** AIM **
Reproduce the material below word for word, line by line, and omit the pictures.

** INFORMATION PROVIDED **

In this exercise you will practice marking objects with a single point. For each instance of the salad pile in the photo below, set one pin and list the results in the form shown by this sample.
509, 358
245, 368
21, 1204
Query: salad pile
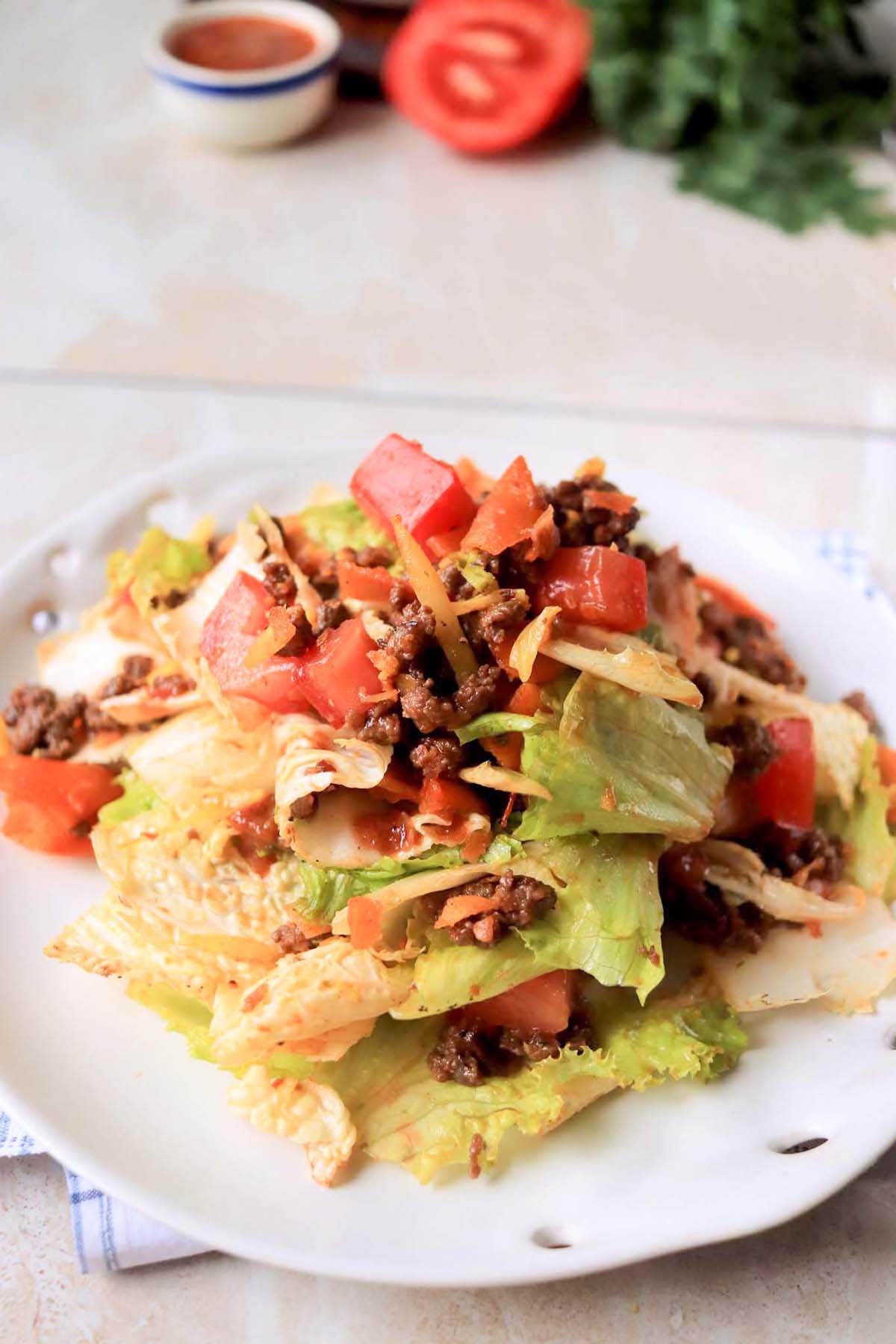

** SOLUTION TO THIS PROBLEM **
In this exercise you will practice marking objects with a single point. For each instance of the salad pile in the photo below, set one pin and list the results in the form shown by this sample.
509, 358
245, 368
21, 1204
Query: salad pile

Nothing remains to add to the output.